** BEGIN Given data **

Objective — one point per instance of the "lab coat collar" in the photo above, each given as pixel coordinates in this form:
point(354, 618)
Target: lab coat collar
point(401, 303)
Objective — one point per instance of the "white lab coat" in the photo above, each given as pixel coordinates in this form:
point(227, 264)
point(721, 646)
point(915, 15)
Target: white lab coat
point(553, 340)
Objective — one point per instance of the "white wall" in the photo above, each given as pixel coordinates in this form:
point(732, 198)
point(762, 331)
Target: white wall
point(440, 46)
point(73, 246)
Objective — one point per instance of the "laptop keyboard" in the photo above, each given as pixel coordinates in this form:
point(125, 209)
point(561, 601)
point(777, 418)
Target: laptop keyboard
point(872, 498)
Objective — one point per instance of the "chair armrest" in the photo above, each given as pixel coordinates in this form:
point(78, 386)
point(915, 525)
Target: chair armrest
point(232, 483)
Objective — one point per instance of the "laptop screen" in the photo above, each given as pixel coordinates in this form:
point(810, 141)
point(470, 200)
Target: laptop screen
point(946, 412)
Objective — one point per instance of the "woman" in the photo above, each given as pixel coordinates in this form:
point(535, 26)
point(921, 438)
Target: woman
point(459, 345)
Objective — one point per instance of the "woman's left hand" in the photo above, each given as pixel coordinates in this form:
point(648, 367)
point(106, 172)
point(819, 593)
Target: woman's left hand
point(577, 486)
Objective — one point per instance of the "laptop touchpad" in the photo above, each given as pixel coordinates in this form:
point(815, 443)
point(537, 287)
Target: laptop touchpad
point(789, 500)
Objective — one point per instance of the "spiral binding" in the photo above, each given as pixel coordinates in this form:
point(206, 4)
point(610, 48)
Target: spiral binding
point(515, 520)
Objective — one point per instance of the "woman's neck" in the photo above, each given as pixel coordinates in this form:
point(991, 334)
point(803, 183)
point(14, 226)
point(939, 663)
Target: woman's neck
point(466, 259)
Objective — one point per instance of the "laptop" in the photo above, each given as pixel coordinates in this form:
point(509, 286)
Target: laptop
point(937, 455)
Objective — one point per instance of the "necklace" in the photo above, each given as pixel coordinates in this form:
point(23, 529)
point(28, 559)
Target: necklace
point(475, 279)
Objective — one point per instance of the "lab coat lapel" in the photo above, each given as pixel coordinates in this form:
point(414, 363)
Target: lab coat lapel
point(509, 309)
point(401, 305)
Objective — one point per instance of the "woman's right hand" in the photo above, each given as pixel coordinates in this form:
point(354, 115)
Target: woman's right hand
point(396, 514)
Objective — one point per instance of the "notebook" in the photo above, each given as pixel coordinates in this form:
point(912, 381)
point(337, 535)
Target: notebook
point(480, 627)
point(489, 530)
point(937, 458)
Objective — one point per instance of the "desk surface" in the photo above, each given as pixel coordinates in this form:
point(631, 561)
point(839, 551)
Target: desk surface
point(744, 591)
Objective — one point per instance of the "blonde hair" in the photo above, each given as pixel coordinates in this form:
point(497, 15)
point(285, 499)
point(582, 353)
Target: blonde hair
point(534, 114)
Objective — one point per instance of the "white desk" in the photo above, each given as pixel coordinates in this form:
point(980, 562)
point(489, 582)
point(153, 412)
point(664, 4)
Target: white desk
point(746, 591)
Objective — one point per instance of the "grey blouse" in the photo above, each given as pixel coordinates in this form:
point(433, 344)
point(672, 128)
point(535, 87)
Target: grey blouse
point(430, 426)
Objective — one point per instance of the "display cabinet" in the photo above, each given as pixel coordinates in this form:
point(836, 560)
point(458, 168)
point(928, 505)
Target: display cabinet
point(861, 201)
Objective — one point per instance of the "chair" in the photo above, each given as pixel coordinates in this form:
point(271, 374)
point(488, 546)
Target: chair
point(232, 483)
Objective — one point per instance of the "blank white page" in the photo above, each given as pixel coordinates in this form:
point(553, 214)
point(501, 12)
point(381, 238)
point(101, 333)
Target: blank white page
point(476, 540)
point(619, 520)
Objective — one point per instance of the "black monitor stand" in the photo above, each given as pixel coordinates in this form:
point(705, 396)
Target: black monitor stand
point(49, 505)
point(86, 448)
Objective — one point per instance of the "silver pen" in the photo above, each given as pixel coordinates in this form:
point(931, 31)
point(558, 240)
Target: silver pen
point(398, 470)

** END Given data **

- **Goal**: Copy all of the records above line for line, without changing a single character.

- **Reply to the exercise**:
Objective — one point per instance of the "lab coat collar" in the photo above, each given as pixel coordinates in this form:
point(354, 618)
Target: lab coat collar
point(401, 303)
Objective — one point per instance of the "white lab coat" in the photo above, each given as pixel coordinates in this form:
point(227, 264)
point(721, 646)
point(915, 15)
Target: white lab coat
point(553, 340)
Objective — one point per instance of the "white wall" in the photo above, each given as pixel coordinates in this form:
point(732, 198)
point(762, 331)
Target: white wall
point(440, 46)
point(73, 246)
Objective — one point per instance of the "laptop keyboard" in the photo above, each given as pixel coordinates in this form:
point(125, 209)
point(561, 601)
point(777, 418)
Target: laptop keyboard
point(872, 498)
Objective — one point per instance of the "chair armrest" in the photo above, each given as pixel coordinates in this form:
point(78, 386)
point(915, 525)
Target: chair armrest
point(232, 483)
Objective — one point per instance of the "laptop screen" in the photo above, each given as pixel coordinates in this form:
point(810, 141)
point(470, 200)
Target: laptop screen
point(946, 412)
Objective — one point per instance of the "woman" in the photo above, each given as pixel coordinates in this form:
point(535, 26)
point(921, 438)
Target: woman
point(459, 345)
Objective — one point per instance of the "woman's left hand" in the photo above, each given as pixel coordinates in this form:
point(648, 367)
point(106, 172)
point(819, 593)
Target: woman's left hand
point(577, 486)
Objective — one point per instance of the "laptop touchpad" in the photo above, each given as pixel coordinates in this form:
point(815, 443)
point(537, 287)
Target: laptop touchpad
point(789, 500)
Objective — one point per instance of the "spiral binding" in the photo above, each given as pixel coordinates in this form:
point(206, 4)
point(610, 48)
Target: spiral binding
point(515, 520)
Objective — one point per instance of the "woman's neck" in the photo above, each given as pixel coordinates in this form:
point(991, 334)
point(803, 183)
point(14, 226)
point(939, 663)
Target: woman's neck
point(466, 259)
Objective — one point per instance of the "laptop" in the photo above, each given as pixel coordinates in this form:
point(509, 286)
Target: laptop
point(937, 455)
Objective — one point per instance of the "necklace" in the photo above, each given as pixel coordinates in this form:
point(23, 529)
point(28, 559)
Target: necklace
point(475, 279)
Objective — one point per instance of the "lab coat lapel" in the photo above, each given as pixel coordinates in this form:
point(414, 363)
Target: lab coat lapel
point(509, 309)
point(401, 305)
Objective — one point per instance of the "woman's right hand" in the photo above, each given as pixel coordinates in this form:
point(354, 115)
Target: woman's right hand
point(396, 514)
Objective — one point per instance of the "notebook" in the photo above, each given as pixel coordinates in this form:
point(912, 381)
point(337, 535)
Target: notebook
point(480, 627)
point(489, 530)
point(937, 458)
Objective — one point per instance of the "desk surface" in the photo above, each given as pixel coordinates in this form:
point(631, 561)
point(839, 551)
Target: desk surface
point(744, 591)
Objective — one point per instance of the "blonde hair" in the photo above, each given as pixel coordinates in this form:
point(497, 15)
point(285, 499)
point(582, 353)
Target: blonde hair
point(534, 114)
Objective — one point per instance of the "white desk" in the photo above, each given as pixel coordinates in this form:
point(980, 562)
point(489, 582)
point(153, 412)
point(664, 4)
Target: white desk
point(746, 591)
Objective — one point per instance of the "grey blouse" in the photo above, each given as pixel coordinates in this form:
point(433, 344)
point(672, 128)
point(535, 87)
Target: grey blouse
point(430, 426)
Objective — one point per instance of the "display cabinet" in the photo above, each given as pixel coordinates in this form:
point(836, 560)
point(458, 168)
point(928, 505)
Target: display cabinet
point(861, 201)
Objective — one point per instance of the "chair" in the photo above, each given as pixel coordinates in this form:
point(271, 374)
point(488, 546)
Target: chair
point(232, 483)
Objective — one point per instance of the "blank white page" in the photo above, each given as pixel coordinates in this form:
point(553, 214)
point(501, 12)
point(381, 238)
point(101, 333)
Target: blank white page
point(476, 540)
point(619, 520)
Objective — one point per instance of the "black monitor stand" in the photo above, each given as pixel coordinates in this form:
point(705, 396)
Target: black monitor stand
point(49, 505)
point(86, 448)
Objective — one point per instance of the "silver pen" in the photo above, each given as pixel coordinates in this form:
point(931, 31)
point(558, 240)
Target: silver pen
point(398, 470)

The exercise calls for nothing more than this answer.